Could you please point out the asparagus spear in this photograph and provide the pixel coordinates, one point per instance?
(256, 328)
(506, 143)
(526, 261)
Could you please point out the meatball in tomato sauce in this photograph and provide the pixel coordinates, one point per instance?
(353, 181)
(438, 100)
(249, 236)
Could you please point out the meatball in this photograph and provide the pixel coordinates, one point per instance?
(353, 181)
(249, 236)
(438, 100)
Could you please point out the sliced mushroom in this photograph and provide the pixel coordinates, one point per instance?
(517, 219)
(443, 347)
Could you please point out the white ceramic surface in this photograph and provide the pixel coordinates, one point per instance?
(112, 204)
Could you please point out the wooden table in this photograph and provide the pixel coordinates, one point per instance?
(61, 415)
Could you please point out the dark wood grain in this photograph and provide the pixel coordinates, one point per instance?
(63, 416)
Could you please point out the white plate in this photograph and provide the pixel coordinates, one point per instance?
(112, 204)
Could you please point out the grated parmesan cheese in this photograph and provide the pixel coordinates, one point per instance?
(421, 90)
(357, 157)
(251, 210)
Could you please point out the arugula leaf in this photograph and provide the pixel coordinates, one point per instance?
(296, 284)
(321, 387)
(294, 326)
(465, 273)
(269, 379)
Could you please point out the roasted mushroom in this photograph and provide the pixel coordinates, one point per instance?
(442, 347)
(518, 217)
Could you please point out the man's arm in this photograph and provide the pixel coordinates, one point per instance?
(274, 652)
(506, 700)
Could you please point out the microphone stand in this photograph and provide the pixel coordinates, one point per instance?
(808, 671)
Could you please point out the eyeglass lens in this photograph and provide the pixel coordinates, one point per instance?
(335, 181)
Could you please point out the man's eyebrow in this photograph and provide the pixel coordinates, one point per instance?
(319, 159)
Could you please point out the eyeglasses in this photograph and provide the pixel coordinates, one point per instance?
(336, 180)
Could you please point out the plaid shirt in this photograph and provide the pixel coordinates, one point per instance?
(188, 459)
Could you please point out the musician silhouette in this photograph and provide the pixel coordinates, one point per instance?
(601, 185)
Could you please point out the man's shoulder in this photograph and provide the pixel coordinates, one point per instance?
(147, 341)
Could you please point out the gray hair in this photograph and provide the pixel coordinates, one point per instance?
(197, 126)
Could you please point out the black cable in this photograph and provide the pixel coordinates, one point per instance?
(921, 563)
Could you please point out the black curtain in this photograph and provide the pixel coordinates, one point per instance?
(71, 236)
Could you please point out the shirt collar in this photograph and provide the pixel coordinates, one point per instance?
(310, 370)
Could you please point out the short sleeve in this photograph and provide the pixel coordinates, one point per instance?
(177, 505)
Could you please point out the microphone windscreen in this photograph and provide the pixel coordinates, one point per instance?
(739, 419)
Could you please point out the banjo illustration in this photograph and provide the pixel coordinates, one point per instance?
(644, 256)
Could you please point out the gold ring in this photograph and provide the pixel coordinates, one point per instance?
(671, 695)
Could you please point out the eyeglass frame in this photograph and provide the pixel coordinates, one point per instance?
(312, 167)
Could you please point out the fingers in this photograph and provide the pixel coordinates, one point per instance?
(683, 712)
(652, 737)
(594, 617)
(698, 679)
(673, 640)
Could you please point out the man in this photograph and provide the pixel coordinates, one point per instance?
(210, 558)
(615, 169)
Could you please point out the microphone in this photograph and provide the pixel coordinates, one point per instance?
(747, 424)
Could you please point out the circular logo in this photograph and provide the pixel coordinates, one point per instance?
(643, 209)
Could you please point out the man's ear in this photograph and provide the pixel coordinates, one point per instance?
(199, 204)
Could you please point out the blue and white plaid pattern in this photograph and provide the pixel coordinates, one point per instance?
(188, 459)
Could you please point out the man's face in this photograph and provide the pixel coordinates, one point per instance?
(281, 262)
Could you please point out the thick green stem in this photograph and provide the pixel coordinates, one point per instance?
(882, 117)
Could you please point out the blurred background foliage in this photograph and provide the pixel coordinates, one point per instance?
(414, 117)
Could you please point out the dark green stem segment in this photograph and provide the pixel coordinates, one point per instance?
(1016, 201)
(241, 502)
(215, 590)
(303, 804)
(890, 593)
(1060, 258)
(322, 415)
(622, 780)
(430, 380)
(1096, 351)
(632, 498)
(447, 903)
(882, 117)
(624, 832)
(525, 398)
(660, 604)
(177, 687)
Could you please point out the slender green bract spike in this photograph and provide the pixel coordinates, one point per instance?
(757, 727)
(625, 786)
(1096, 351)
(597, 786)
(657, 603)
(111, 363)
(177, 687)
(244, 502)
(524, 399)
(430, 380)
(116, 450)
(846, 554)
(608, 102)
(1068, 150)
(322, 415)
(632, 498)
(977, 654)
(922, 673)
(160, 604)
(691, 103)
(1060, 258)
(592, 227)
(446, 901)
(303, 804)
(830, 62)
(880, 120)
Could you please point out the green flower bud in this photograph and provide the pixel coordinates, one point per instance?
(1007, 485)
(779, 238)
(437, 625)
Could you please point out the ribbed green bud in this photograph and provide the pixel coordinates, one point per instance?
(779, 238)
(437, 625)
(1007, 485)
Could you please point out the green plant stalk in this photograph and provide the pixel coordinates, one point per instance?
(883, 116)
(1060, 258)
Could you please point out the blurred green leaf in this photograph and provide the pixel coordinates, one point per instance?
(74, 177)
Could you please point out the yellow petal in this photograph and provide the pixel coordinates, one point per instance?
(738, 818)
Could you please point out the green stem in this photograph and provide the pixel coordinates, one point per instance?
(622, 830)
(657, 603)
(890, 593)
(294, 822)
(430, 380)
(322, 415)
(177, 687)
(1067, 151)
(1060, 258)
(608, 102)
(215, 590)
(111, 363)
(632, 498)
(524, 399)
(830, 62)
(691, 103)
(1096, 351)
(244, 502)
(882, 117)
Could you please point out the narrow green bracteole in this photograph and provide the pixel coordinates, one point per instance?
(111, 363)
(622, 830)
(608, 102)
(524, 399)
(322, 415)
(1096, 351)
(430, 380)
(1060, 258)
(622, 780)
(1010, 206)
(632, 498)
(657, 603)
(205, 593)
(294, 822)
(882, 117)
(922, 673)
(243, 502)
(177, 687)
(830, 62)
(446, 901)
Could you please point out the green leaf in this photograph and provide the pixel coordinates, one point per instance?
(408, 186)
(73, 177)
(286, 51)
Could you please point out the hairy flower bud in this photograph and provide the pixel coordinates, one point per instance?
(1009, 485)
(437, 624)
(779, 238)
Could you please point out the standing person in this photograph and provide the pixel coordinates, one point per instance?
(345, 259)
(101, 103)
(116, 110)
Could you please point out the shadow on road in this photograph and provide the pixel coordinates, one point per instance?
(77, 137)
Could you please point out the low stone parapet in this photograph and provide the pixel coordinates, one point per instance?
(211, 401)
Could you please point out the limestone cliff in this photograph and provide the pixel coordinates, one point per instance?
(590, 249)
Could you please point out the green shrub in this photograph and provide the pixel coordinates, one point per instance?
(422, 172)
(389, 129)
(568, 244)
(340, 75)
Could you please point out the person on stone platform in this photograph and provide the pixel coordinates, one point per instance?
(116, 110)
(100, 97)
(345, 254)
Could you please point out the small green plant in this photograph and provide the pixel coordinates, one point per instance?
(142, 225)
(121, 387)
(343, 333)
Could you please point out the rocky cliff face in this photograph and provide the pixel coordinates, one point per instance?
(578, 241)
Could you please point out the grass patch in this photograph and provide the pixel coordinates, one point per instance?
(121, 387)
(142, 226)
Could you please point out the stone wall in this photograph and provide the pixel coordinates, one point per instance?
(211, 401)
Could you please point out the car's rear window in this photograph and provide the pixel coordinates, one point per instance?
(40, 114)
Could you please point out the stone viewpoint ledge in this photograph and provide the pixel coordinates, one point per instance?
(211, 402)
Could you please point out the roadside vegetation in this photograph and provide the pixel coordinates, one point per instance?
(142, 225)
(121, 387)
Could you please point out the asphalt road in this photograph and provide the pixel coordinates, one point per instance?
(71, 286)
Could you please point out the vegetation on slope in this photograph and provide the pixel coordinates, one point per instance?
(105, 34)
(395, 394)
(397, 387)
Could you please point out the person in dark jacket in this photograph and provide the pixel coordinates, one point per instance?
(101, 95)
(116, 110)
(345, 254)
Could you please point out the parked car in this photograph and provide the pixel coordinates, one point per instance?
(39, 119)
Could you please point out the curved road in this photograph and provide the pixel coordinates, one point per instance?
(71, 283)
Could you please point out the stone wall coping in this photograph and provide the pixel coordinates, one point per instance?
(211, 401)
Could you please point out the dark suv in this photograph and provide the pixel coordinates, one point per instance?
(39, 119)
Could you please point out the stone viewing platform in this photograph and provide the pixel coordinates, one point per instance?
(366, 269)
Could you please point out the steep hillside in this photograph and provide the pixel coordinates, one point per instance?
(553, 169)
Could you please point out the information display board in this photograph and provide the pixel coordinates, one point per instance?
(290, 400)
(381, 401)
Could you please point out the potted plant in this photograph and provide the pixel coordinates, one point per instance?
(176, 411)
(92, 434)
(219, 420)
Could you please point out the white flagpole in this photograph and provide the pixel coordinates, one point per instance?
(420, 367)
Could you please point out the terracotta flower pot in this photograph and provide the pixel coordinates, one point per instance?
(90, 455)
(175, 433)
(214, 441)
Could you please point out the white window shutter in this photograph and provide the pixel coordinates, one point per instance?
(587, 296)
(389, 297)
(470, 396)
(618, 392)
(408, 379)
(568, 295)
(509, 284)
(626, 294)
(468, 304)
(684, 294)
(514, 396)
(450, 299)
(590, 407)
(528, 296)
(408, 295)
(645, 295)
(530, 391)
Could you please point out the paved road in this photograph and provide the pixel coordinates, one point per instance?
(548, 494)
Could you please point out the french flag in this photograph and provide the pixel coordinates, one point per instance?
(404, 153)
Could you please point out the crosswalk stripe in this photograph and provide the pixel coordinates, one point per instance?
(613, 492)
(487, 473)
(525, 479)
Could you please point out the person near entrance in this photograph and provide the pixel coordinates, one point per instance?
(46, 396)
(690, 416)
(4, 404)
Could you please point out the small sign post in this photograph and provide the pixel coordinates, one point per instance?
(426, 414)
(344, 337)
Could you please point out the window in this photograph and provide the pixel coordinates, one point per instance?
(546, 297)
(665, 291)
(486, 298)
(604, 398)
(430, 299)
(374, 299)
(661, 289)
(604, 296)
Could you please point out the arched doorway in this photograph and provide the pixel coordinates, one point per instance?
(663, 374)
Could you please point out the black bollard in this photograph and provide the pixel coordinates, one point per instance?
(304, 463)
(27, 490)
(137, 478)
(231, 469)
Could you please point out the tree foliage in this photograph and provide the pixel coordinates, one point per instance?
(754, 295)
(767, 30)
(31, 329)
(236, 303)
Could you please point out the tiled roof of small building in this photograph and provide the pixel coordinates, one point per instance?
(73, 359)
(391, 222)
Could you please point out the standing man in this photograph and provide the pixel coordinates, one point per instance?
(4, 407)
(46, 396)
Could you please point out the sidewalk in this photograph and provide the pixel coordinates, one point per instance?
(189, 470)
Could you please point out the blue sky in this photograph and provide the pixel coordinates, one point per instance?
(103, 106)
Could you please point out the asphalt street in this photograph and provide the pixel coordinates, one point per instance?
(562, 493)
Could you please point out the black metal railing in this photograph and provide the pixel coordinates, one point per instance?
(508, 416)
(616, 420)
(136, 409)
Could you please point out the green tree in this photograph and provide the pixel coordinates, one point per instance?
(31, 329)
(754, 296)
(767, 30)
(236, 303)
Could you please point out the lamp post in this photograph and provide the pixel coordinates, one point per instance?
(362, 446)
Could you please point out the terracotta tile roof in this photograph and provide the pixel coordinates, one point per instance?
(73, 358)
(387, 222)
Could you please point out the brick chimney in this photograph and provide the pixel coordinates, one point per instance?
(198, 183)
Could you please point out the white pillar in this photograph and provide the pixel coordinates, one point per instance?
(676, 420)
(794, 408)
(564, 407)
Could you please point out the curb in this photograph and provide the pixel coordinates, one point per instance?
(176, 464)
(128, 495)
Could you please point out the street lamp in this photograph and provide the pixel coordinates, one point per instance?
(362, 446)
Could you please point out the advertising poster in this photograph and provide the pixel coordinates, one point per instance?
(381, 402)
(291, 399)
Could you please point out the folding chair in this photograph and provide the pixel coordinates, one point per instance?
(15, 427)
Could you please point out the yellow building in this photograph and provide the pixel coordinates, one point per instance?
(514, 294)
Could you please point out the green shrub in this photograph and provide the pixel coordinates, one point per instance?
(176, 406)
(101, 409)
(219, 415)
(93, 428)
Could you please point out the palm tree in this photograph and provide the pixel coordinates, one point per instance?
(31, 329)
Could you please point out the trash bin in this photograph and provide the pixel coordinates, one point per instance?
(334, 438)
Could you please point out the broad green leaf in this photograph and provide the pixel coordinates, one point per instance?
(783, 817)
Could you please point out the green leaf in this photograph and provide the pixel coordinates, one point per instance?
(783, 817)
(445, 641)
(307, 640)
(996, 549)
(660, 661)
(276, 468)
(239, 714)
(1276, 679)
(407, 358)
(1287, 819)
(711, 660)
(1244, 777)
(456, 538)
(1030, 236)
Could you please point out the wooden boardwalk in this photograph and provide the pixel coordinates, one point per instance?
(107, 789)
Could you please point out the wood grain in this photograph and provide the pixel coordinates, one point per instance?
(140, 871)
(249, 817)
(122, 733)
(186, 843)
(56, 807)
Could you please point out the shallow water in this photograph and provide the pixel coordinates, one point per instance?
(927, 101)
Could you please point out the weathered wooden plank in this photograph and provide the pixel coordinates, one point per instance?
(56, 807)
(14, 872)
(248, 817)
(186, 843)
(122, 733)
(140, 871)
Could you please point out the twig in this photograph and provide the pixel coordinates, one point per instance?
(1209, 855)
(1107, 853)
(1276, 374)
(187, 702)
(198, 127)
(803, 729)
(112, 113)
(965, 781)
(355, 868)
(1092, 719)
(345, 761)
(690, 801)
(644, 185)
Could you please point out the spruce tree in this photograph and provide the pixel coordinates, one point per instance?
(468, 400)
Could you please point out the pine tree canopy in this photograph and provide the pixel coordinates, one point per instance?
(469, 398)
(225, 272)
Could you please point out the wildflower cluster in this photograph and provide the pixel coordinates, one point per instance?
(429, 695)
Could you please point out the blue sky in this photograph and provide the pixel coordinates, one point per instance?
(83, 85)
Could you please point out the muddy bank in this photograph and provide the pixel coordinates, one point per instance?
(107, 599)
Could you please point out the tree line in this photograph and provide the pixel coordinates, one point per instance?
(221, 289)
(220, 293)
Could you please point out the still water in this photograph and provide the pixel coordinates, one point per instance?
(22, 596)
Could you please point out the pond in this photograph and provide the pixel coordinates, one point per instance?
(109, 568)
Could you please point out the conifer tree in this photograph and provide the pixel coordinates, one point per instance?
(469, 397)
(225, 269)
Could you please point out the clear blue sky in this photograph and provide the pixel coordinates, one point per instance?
----------
**What is asked**
Return, word for word, every line from the line with "Could you please point out the spruce" to the final line of the data.

**Result for this task**
Could you please point out the spruce tree in this photograph and provide the pixel coordinates, one point per instance?
(468, 400)
Could you please point out the pine tree canopy in this photograph and provide the pixel coordinates, one point per instance?
(469, 398)
(225, 272)
Could you please point out the wildflower cluster in this photograph and provide the pixel coordinates, one point per instance?
(429, 695)
Could you please point out the blue sky in this photograph and provide the pixel coordinates, one point per instance?
(83, 85)
Could you please point out the muddy bank in this photograph and provide the pixel coordinates, one point per instance?
(107, 599)
Could you please point out the tree line in this photograph and provide the pixel coordinates, one point per instance?
(221, 289)
(220, 293)
Could you please point out the still water in this photograph and provide the pixel coordinates, one point per instance?
(22, 596)
Could you please point out the pond in this photograph and provide the pixel coordinates, one point per instance?
(109, 568)
Could you please point out the conifer tree in this photograph and provide the pixel coordinates, one point per instance?
(469, 397)
(225, 269)
Could you please point out the clear blue sky in this photograph and provide the pixel coordinates, one point per instance?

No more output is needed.